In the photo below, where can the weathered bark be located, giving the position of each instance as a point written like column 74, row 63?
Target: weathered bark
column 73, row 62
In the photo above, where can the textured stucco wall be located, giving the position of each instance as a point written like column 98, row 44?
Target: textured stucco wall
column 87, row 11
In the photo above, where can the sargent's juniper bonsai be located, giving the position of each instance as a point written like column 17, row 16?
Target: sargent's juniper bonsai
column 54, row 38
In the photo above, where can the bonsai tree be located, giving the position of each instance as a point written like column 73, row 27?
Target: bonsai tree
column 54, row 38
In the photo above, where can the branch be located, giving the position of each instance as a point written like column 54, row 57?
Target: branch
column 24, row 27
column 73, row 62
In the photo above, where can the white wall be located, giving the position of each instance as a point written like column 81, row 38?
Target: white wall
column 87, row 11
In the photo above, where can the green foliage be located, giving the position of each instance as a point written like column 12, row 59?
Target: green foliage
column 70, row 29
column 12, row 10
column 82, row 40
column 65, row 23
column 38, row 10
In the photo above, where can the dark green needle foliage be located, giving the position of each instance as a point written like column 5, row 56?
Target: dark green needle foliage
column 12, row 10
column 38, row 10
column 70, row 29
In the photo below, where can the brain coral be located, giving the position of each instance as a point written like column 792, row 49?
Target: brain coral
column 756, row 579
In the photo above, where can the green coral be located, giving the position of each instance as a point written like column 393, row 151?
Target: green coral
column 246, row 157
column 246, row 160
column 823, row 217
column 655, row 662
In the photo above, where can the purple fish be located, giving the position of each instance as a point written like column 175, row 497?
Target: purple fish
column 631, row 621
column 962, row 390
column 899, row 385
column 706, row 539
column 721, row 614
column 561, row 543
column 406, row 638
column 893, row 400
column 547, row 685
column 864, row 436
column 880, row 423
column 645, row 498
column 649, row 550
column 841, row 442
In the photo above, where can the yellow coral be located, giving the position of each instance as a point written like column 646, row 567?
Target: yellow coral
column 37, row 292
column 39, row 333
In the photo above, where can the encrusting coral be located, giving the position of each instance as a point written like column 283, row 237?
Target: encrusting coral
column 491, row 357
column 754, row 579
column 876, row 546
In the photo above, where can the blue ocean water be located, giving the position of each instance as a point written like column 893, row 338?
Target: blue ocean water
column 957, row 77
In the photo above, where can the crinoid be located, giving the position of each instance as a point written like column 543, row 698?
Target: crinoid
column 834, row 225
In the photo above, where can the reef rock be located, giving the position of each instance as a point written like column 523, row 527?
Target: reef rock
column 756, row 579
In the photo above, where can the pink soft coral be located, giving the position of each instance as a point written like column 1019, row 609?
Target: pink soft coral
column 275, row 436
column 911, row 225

________________________________________

Work instructions ->
Extract each record, keeping it identical to the original.

Answer to the task ->
In the photo below, where can the weathered bark be located, giving the position of each instance as a point written like column 74, row 63?
Target: weathered bark
column 73, row 62
In the photo above, where can the textured stucco wall be located, giving the position of each instance as a point written like column 98, row 44?
Target: textured stucco wall
column 87, row 11
In the photo above, where can the sargent's juniper bonsai be located, giving the position of each instance as a point written like column 17, row 16?
Target: sargent's juniper bonsai
column 54, row 38
In the photo above, where can the bonsai tree be located, giving the position of each instance as a point written like column 73, row 27?
Target: bonsai tree
column 54, row 38
In the photo above, where can the branch be located, giving the position of each instance as a point written like column 54, row 57?
Target: branch
column 24, row 27
column 73, row 62
In the photo above, where can the white wall be located, giving the position of each instance as a point written like column 81, row 38?
Target: white wall
column 87, row 11
In the photo above, where can the green foliage be located, giving the position of each instance as a point written like column 12, row 59?
Target: green foliage
column 70, row 29
column 12, row 10
column 82, row 40
column 65, row 23
column 38, row 10
In the photo above, where can the dark green needle foliage be located, giving the position of each instance as a point written like column 5, row 56?
Target: dark green needle foliage
column 12, row 10
column 38, row 10
column 70, row 29
In the photo below, where can the brain coral be located, giving the position of each instance as a point written like column 792, row 49?
Target: brain coral
column 756, row 579
In the photo above, where can the green coral be located, giving the position of each instance as a point written like column 393, row 151?
Target: green coral
column 246, row 157
column 246, row 160
column 823, row 217
column 655, row 662
In the photo above, where can the purple fish be located, giving the position of each instance as a point written like column 175, row 497?
Target: purple fish
column 631, row 621
column 962, row 390
column 899, row 385
column 706, row 539
column 721, row 614
column 561, row 543
column 406, row 638
column 893, row 400
column 547, row 685
column 864, row 436
column 880, row 423
column 645, row 498
column 649, row 550
column 841, row 442
In the photo above, where can the yellow coral be located, giving the position of each instance as a point written like column 646, row 567?
Target: yellow coral
column 37, row 292
column 39, row 333
In the photo above, where can the encrusting coral be located, giving the position of each instance as a point written like column 283, row 237?
Target: encrusting coral
column 491, row 357
column 754, row 579
column 876, row 546
In the photo above, where can the blue ocean water be located, giving the position of each instance as a point written like column 893, row 338?
Target: blue ocean water
column 957, row 77
In the photo above, where can the crinoid be located, giving the position of each instance as a point written like column 543, row 698?
Target: crinoid
column 834, row 225
In the photo above, where can the reef rock be located, giving the position of each instance as a point written like column 523, row 527?
Target: reef rock
column 756, row 579
In the photo above, where can the pink soft coral be located, giving the position of each instance as a point written like column 1019, row 609?
Target: pink soft coral
column 275, row 436
column 911, row 225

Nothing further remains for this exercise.